Objectives:
A. Summarize the blog post in two sentences.
B. Output the blog post word for word from "Feels like he's" to "see this show.".

Excerpted text:
────

Monday, May 05, 2008

berkshire morning

I write to you from the quiet meadows of Greenfield, MA, land of the Boy Captive and the ancestral home of Nancy "Spitfire" Walsh, the erstwhile Fireball Kid. We drove up here to see Nan's folks on Saturday, will wend our way back down to Rat City sometime this afternoon, Gob willing.

Birds are winging out there, sun is shining, hard-working Yankees are working hard in their Yankee way, munching on Pepperidge Farm cookies and...whittling things.

And doing other Yankee-like activities.

WTFC didn't do too much damage yesterday with his big Off meets Off-Off article in the Times. In fact, we can use a lot of it, so thanks, Chuck.

Feels like he's trying, anyway.

Uptown producer-types and all other assorted industry need to come down to Suffolk Street this week and catch a ride on Jon Stancato and the Stolen Chairs' latest roller-coaster, The Accidental Patriot. Saw it on Friday night. If you like sword-fights, full-on swash-buckling, brilliant and incisive political commentary, balls-to-the wall young American acting, lean, spare language that can suddenly swoop into a Great Speech and then button back down to a punchline, all kept popping and humming by a great young director, well, you need to see this show.

If you don't like any of the above, what the hell are you doing reading this blog?

I ask you, sir.

If you're down Norfolk-ways, you have another couple of weekends to catch a production of Fatboy done by the 40th Street Stage folks. Nancy and I may drive down and catch it this week-end or next.

Inspired by the softness and gentle breezes of this Berkshire dawn, the MMMQ harkens back to an earlier and more innocent time. Going to be an Oldies round again, Rose, sorry about that.

Carly Simon's light-rock classic You're So Vain was allegedly written about her fellow 70s singer-songwriter and ex-beau. Was the man who probably thought the song was about him:

1. James Taylor

2. Jim Croce

3. Harry Chapin

4. Neil Diamond

or

5. Lyle Lovett?

────

Provided data:
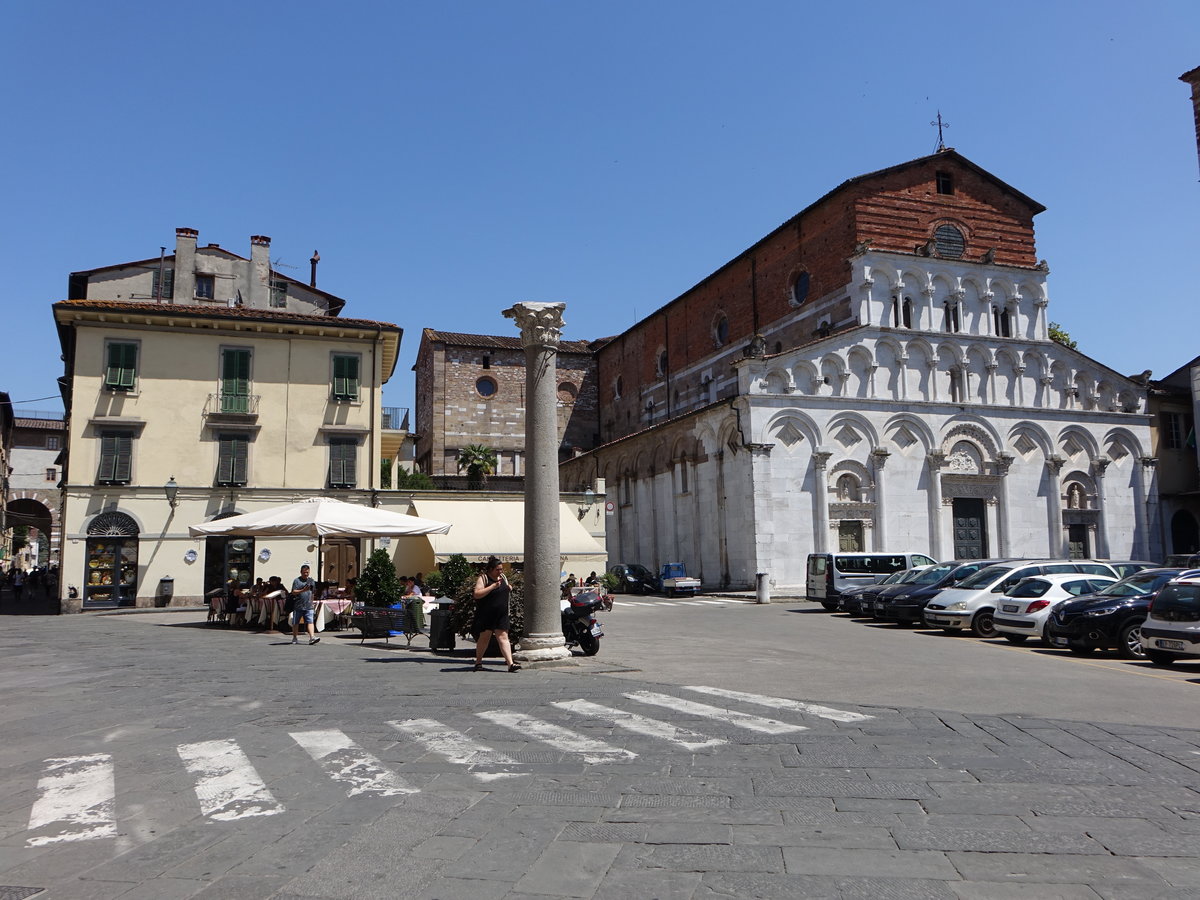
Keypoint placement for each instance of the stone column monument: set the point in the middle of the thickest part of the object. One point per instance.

────

Solutions to the problems:
A. Writing from Greenfield, MA, during a visit to Nancy's family, the author urges readers to see Jon Stancato and the Stolen Chairs' The Accidental Patriot on Suffolk Street and mentions a Fatboy production by the 40th Street Stage folks near Norfolk. The post closes with an oldies quiz asking which 70s singer-songwriter and ex-beau Carly Simon's You're So Vain was allegedly written about.

B.
Feels like he's trying, anyway.

Uptown producer-types and all other assorted industry need to come down to Suffolk Street this week and catch a ride on Jon Stancato and the Stolen Chairs' latest roller-coaster, The Accidental Patriot. Saw it on Friday night. If you like sword-fights, full-on swash-buckling, brilliant and incisive political commentary, balls-to-the wall young American acting, lean, spare language that can suddenly swoop into a Great Speech and then button back down to a punchline, all kept popping and humming by a great young director, well, you need to see this show.